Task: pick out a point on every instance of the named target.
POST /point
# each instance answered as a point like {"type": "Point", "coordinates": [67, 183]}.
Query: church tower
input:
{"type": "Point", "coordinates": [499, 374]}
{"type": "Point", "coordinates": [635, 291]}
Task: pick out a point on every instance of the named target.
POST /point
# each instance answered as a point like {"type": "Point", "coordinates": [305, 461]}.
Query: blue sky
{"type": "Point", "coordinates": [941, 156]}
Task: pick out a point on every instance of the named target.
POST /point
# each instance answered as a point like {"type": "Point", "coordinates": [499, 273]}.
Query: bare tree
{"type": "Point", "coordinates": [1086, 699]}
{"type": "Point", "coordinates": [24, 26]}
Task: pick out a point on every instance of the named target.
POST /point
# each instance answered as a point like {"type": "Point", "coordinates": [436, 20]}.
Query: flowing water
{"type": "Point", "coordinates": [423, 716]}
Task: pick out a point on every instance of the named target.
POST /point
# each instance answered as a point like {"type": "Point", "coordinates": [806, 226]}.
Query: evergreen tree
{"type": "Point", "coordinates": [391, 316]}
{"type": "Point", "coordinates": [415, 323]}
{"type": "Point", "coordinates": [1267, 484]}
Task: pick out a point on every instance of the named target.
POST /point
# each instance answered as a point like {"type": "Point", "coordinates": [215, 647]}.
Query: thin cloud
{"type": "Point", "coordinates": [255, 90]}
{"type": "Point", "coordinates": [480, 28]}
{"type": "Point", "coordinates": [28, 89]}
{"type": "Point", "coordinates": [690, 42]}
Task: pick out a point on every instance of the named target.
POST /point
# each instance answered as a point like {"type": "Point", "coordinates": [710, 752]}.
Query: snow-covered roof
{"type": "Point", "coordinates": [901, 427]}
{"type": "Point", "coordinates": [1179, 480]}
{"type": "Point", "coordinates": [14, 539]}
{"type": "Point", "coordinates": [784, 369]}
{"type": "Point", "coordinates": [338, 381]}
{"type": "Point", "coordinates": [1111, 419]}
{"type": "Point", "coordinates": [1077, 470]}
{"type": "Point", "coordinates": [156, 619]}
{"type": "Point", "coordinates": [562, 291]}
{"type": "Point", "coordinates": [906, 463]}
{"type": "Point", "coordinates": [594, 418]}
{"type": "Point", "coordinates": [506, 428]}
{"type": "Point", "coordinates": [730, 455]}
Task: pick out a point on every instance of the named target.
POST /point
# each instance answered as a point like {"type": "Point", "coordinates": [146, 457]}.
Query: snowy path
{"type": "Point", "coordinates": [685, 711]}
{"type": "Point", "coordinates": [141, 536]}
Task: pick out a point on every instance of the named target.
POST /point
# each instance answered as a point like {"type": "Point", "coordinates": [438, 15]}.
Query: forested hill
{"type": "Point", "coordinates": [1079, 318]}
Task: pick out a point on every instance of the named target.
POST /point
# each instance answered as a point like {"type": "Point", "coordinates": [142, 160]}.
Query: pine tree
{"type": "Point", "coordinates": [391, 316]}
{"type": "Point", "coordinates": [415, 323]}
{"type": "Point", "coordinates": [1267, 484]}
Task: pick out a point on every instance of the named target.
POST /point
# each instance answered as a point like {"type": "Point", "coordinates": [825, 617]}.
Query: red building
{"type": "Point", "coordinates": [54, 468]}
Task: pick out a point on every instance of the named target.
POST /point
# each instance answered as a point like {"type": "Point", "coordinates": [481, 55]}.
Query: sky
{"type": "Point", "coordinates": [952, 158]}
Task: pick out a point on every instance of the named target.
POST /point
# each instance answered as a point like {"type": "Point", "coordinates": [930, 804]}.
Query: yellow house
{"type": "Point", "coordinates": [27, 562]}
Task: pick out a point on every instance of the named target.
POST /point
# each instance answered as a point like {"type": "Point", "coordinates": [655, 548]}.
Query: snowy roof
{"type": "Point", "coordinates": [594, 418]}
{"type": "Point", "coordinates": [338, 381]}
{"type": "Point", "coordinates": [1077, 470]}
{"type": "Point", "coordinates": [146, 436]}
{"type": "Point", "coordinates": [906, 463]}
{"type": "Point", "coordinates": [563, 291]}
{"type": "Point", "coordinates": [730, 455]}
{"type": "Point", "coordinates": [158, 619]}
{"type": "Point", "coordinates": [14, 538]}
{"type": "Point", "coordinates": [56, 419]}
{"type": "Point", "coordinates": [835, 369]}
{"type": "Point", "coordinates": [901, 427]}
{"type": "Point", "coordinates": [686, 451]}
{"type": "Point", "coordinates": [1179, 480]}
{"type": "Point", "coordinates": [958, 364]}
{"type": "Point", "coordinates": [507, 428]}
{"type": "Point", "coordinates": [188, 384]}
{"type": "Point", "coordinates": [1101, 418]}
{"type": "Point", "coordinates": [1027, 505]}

========================

#### [What you have to do]
Copy the data above exactly. Every line must be included.

#### [Written solution]
Task: pick out a point on every instance of the named target.
POST /point
# each instance answered as a point like {"type": "Point", "coordinates": [67, 183]}.
Query: church tower
input:
{"type": "Point", "coordinates": [499, 374]}
{"type": "Point", "coordinates": [635, 291]}
Task: pick out a point on every instance of the named target.
POST /point
# each instance answered as a point like {"type": "Point", "coordinates": [305, 461]}.
Query: blue sky
{"type": "Point", "coordinates": [941, 156]}
Task: pick out a point on every instance of the named target.
POST /point
# each instance answered as a point like {"type": "Point", "coordinates": [499, 273]}.
Query: bare tree
{"type": "Point", "coordinates": [1086, 699]}
{"type": "Point", "coordinates": [24, 26]}
Task: pick out a point on every instance of the named target.
POST /point
# each instance answered as a point like {"type": "Point", "coordinates": [436, 20]}.
Query: flowing water
{"type": "Point", "coordinates": [423, 716]}
Task: pick out a point on every instance of the named target.
POST /point
# each instance answered as a point like {"type": "Point", "coordinates": [806, 226]}.
Query: evergreen tree
{"type": "Point", "coordinates": [391, 316]}
{"type": "Point", "coordinates": [415, 323]}
{"type": "Point", "coordinates": [1267, 484]}
Task: pick out a point on every instance of the named target.
POST /point
# each instance answered as a point like {"type": "Point", "coordinates": [215, 647]}.
Query: thin cloud
{"type": "Point", "coordinates": [255, 90]}
{"type": "Point", "coordinates": [480, 28]}
{"type": "Point", "coordinates": [28, 89]}
{"type": "Point", "coordinates": [690, 42]}
Task: pick out a point on every instance of the named target.
POST /point
# each instance answered as a point like {"type": "Point", "coordinates": [710, 752]}.
Query: snow-covered roof
{"type": "Point", "coordinates": [901, 427]}
{"type": "Point", "coordinates": [1179, 480]}
{"type": "Point", "coordinates": [14, 539]}
{"type": "Point", "coordinates": [784, 369]}
{"type": "Point", "coordinates": [338, 381]}
{"type": "Point", "coordinates": [1111, 419]}
{"type": "Point", "coordinates": [1077, 470]}
{"type": "Point", "coordinates": [156, 619]}
{"type": "Point", "coordinates": [562, 291]}
{"type": "Point", "coordinates": [906, 463]}
{"type": "Point", "coordinates": [594, 418]}
{"type": "Point", "coordinates": [506, 428]}
{"type": "Point", "coordinates": [730, 455]}
Task: pick out a point on every instance of the named target.
POST /point
# each instance answered as a point like {"type": "Point", "coordinates": [146, 457]}.
Query: snowy path
{"type": "Point", "coordinates": [685, 711]}
{"type": "Point", "coordinates": [141, 536]}
Task: pick out a point on every instance of the named target.
POST /point
# each instance answered as a point like {"type": "Point", "coordinates": [438, 15]}.
Query: forested hill
{"type": "Point", "coordinates": [1079, 318]}
Task: pick out a point on every instance of the named target.
POST /point
# each instance answered as a point like {"type": "Point", "coordinates": [142, 160]}.
Query: pine tree
{"type": "Point", "coordinates": [391, 316]}
{"type": "Point", "coordinates": [415, 323]}
{"type": "Point", "coordinates": [1267, 484]}
Task: pick out a point on every instance of the named target.
POST /point
# each instance answered as a point like {"type": "Point", "coordinates": [825, 617]}.
Query: red building
{"type": "Point", "coordinates": [54, 468]}
Task: pick out a point on every instance of the named target.
POST /point
# each instance answered as a point like {"type": "Point", "coordinates": [481, 55]}.
Query: sky
{"type": "Point", "coordinates": [952, 158]}
Task: pick out a point on every instance of the named target.
POST /point
# each instance answered as a point like {"type": "Point", "coordinates": [930, 804]}.
Query: yellow house
{"type": "Point", "coordinates": [27, 562]}
Task: pick out a point on every instance of the named target.
POST /point
# each instance answered as a point like {"type": "Point", "coordinates": [655, 548]}.
Query: snowy roof
{"type": "Point", "coordinates": [594, 418]}
{"type": "Point", "coordinates": [338, 381]}
{"type": "Point", "coordinates": [1077, 470]}
{"type": "Point", "coordinates": [146, 436]}
{"type": "Point", "coordinates": [906, 463]}
{"type": "Point", "coordinates": [563, 291]}
{"type": "Point", "coordinates": [730, 455]}
{"type": "Point", "coordinates": [158, 619]}
{"type": "Point", "coordinates": [14, 538]}
{"type": "Point", "coordinates": [56, 419]}
{"type": "Point", "coordinates": [835, 369]}
{"type": "Point", "coordinates": [901, 427]}
{"type": "Point", "coordinates": [686, 451]}
{"type": "Point", "coordinates": [1179, 480]}
{"type": "Point", "coordinates": [958, 364]}
{"type": "Point", "coordinates": [507, 428]}
{"type": "Point", "coordinates": [188, 384]}
{"type": "Point", "coordinates": [1101, 418]}
{"type": "Point", "coordinates": [1027, 505]}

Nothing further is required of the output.